**Extrait à lire:**
Après plusieurs jours de tortures physiques, psychologiques et morales, selon quelques détenus libérées, 41 personnes ont été déférées au tribunal de Rosso. Les détenus de R’Kiz auraient été répartis dans plusieurs sites, notamment le lycée et la brigade de gendarmerie de la ville.
Pendant quatre ou cinq jours, les prévenus, dont des femmes, des jeunes, et même des mineurs, on parle d’un enfant de 10 ans, auraient subi des tortures physiques, morales et psychologiques, selon le témoignage de plusieurs détenus libérés.
Parmi ces formes de tortures exercées par les gendarmes, certains détenus libérés parlent de coups, de gifles et d’insultes. Ils évoquent aussi qu’ils ont été maintenus dans une promiscuité sauvage, vingt personnes dans une cellule de 3 mètres carrés, des couloirs remplis jusqu’à 30 à 40 personnes malgré la pandémie Covid-19, l’absence de toilettes, d’eau, de nourriture. Les détenus n’avaient droit à aucune visite, empêchés de rencontrer leur famille, des avocats, des médecins, certains souffrant de maladies chroniques, d’autres à la suite de tortures, dont l’étirement de leur appareil génital.
Après ces jours de tortures, tous seront pourtant libérés, tandis que 41 personnes ont été déférées devant le tribunal régional de Rosso, où ils continueraient de subir les mêmes types de tortures.
Des organisations des droits de l’homme parlent de punition collective infligée aux habitants de R’Kiz, car les arrestations auraient été faites au pif, sans aucune enquête d’identification, pour cibler les vrais manifestants, auteurs du mercredi noir de R’Kiz.
Il faut dire que ce jour du mercredi 22 septembre, des centaines de personnes se sont attaquées aux locaux de la préfecture, au centre d’enrôlement, au domicile du maire, mais aussi au siège de la société d’eau et de l’électricité. Ils ont saccagé, brûlé, détruit et emporté du matériel, des documents, dans une violence sans précédent. Les habitants s’étaient soulevés contre les défaillances répétées des services d’eau et d’électricité, mais aussi des conditions de vie de plus en plus difficiles dues, selon eux, à la négligence de l’Etat.
Aujourd’hui, les associations des droits de l’homme et les partis politiques, dont le RFD, l’UFP, le parti RAG, le mouvement IRA et le mouvement Kavana, pour ne citer que ceux-là, ont tous condamné l’usage de la violence par les manifestants. Ils rappellent cependant aux autorités mauritaniennes qu’elles doivent rompre avec ces pratiques inhumaines et dégradantes contraires aux textes nationaux et aux conventions internationales ratifiées par la Mauritanie sur les droits de l’homme, en particulier les règles de la garde-à-vue, la présomption d’innocence et l’interdiction de la torture, surtout que la Mauritanie est partie dans la convention contre la torture et qu’elle dispose d’un Mécanisme nationale à cet effet.
Ils ont surtout exigé qu’une enquête complète soit diligentée pour situer la responsabilité des services publics de R’Kiz dont les défaillances ont été à la source du soulèvement populaire. Le Wali du Trarza, dont relève le département de R’Kiz, a fait mention de cet aspect dans une déclaration largement partagée où il mentionne le rôle de l’administration publique et des élus dans les évènements de R’Kiz.

**Extraits des données:**
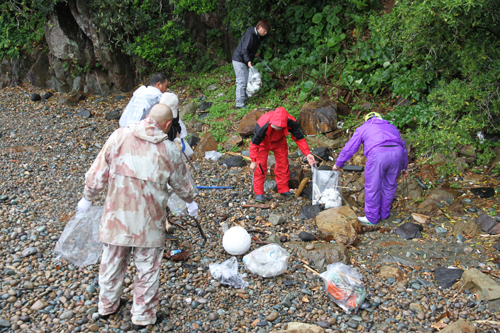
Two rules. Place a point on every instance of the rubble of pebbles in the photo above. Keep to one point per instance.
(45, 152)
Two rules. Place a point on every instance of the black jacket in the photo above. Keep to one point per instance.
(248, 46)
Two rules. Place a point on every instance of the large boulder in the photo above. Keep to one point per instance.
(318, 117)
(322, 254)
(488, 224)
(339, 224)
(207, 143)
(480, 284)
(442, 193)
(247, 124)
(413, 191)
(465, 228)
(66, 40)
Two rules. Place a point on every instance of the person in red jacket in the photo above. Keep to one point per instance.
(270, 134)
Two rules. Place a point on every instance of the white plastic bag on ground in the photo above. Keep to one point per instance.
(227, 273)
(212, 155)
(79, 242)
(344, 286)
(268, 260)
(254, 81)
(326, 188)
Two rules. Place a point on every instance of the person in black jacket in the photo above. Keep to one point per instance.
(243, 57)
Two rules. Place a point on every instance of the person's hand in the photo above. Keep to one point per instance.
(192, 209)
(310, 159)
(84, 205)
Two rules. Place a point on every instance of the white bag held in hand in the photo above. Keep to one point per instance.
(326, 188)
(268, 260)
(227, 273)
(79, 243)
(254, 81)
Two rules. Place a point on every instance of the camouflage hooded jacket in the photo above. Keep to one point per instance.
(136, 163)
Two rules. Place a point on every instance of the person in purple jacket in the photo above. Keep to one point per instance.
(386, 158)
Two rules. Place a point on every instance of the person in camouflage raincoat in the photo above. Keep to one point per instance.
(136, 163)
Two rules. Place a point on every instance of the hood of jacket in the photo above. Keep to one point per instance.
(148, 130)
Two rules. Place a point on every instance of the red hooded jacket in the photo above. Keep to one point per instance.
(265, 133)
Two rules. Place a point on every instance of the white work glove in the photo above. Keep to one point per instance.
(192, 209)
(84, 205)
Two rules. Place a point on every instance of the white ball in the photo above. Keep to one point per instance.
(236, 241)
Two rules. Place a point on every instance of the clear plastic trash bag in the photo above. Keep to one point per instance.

**Consigne:** Pouvez-vous recopier le passage de l'article sur R’Kiz qui va de « Pendant quatre ou » à « plusieurs détenus libérés. », en remplaçant « prévenus » par « accusés » ?

**Résultat:**
Pendant quatre ou cinq jours, les accusés, dont des femmes, des jeunes, et même des mineurs, on parle d’un enfant de 10 ans, auraient subi des tortures physiques, morales et psychologiques, selon le témoignage de plusieurs détenus libérés.